Dataset start

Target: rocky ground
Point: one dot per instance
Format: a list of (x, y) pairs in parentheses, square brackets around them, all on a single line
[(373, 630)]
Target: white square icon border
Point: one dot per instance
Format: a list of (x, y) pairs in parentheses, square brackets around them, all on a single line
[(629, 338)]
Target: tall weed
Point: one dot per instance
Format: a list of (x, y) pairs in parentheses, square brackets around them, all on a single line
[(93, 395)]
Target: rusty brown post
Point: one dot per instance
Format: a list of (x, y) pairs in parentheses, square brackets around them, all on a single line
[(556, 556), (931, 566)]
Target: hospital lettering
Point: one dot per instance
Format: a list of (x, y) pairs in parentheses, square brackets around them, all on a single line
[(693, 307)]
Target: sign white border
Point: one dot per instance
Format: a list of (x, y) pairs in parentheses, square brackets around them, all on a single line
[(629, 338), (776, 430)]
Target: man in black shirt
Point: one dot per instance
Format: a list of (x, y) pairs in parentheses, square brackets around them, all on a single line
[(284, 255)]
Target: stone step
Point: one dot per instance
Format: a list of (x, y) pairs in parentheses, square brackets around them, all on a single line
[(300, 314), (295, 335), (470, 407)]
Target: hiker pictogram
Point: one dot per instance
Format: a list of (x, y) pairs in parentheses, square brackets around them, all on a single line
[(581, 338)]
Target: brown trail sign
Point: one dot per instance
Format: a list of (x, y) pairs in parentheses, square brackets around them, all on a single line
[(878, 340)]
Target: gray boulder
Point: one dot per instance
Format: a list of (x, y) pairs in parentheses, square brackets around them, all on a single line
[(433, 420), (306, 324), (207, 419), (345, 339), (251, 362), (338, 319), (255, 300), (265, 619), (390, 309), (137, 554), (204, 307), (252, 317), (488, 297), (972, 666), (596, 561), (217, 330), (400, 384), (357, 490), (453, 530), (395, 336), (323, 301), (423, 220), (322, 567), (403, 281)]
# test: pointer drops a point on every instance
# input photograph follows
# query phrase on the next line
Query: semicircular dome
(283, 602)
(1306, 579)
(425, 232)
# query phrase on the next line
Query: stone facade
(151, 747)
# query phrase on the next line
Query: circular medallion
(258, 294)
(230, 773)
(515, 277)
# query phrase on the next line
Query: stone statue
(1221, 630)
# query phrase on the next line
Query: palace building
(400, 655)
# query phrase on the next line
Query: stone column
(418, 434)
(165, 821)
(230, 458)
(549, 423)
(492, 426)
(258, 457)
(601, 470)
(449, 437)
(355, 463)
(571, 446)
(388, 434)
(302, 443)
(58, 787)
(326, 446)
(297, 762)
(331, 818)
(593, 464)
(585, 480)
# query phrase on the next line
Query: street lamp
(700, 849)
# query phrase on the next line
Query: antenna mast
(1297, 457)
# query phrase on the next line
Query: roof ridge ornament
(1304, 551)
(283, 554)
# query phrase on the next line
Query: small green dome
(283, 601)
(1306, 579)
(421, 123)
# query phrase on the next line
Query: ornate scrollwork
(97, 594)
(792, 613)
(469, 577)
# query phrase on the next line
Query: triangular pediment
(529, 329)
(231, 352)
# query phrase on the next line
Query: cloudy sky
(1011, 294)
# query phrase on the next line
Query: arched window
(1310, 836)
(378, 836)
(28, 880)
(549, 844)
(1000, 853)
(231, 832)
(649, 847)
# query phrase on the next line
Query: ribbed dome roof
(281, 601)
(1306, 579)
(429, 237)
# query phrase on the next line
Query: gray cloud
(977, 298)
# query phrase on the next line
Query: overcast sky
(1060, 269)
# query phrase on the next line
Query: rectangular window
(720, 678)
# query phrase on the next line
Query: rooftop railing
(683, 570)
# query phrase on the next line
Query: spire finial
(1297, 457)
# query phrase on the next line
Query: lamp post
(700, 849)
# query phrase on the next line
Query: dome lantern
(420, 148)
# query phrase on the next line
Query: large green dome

Dataset end

Aim:
Copy every line of the entries above exactly as it appears.

Solution to the problem:
Target: rocky ground
Point: one dot per instance
Format: a list of (x, y) pairs in parentheses, square brackets around them, all on a single line
[(373, 630)]
Target: white square icon border
Point: one dot per instance
Format: a list of (x, y) pairs in parentheses, square brackets around them, all on a single line
[(629, 338)]
Target: tall weed
Point: one dot per instance
Format: a list of (x, y) pairs in parentheses, square brackets around them, all on a single line
[(93, 395)]
Target: rusty brown post
Point: one dot per instance
Format: a list of (x, y) pairs in parentheses, square brackets around them, all on a single line
[(556, 556), (931, 566)]
Target: hospital lettering
Point: one dot per instance
Format: a list of (x, y) pairs in parentheses, square brackets around them, all on a single line
[(693, 307)]
Target: sign white border
Point: one dot per instance
Format: a list of (x, y) pairs in parentheses, square brackets around them, all on a single line
[(629, 338), (776, 430)]
Target: man in black shirt
Point: one dot per instance
Format: a list of (x, y) pairs in parentheses, square brackets around them, all on a single line
[(284, 255)]
Target: stone step
Point: one dot per instance
Format: a list of (x, y) pairs in parentheses, square brackets around them, all on a single line
[(300, 314), (295, 335), (470, 407)]
Target: hiker pictogram
Point: one dot per instance
Format: a list of (x, y) pairs in parentheses, square brackets around them, all on a single line
[(581, 338)]
Target: brown trail sign
Point: one dot per instance
Format: a list of (x, y) pairs in parentheses, square brackets around them, all on a single line
[(878, 340)]
Target: gray boulder
Point: one dot per instance
Format: a list of (x, y) pairs in parentheses, square brackets around them, all on a single line
[(433, 420), (306, 324), (207, 419), (345, 339), (251, 362), (338, 319), (255, 300), (265, 619), (390, 309), (137, 554), (204, 307), (252, 317), (488, 297), (972, 666), (596, 561), (217, 330), (400, 384), (357, 490), (453, 530), (395, 336), (323, 301), (423, 220), (322, 567), (403, 281)]
# test: pointer drops a point on every instance
# input photograph follows
# query phrase on the next line
Query: semicircular dome
(283, 602)
(1306, 579)
(425, 232)
# query phrase on the next line
Query: stone facade
(151, 747)
# query phrase on the next line
Query: circular medallion
(258, 294)
(230, 773)
(515, 277)
# query phrase on the next line
Query: stone statue
(1221, 630)
# query phrase on the next line
Query: palace building
(400, 655)
# query phrase on the next line
Query: stone column
(418, 434)
(165, 821)
(230, 458)
(549, 423)
(492, 426)
(258, 457)
(601, 470)
(449, 437)
(355, 463)
(571, 446)
(388, 434)
(302, 443)
(58, 787)
(326, 446)
(297, 762)
(331, 818)
(593, 464)
(585, 480)
# query phrase on the next line
Query: street lamp
(700, 849)
# query phrase on the next line
Query: antenna mast
(1297, 457)
# query phrase on the next line
Query: roof ridge ornament
(1304, 551)
(283, 554)
# query phrase on the next line
Query: small green dome
(283, 601)
(1306, 579)
(421, 123)
# query phrase on the next line
Query: ornate scrollwork
(97, 594)
(792, 613)
(469, 577)
# query phrase on the next line
Query: triangular pediment
(529, 329)
(231, 352)
# query phrase on the next line
Query: cloudy sky
(1011, 294)
# query phrase on the next line
Query: arched window
(1310, 836)
(378, 836)
(28, 880)
(549, 844)
(1000, 853)
(231, 832)
(649, 847)
# query phrase on the next line
Query: ribbed dome roof
(281, 601)
(1306, 579)
(429, 237)
# query phrase on the next line
Query: gray cloud
(977, 298)
# query phrase on the next line
Query: overcast sky
(1060, 269)
# query phrase on the next line
Query: rectangular window
(720, 678)
# query phrase on the next line
Query: rooftop railing
(683, 570)
# query phrase on the next line
Query: spire finial
(1297, 457)
# query phrase on the next line
Query: lamp post
(700, 849)
# query phrase on the next line
Query: dome lantern
(420, 148)
# query phrase on the next line
Query: large green dome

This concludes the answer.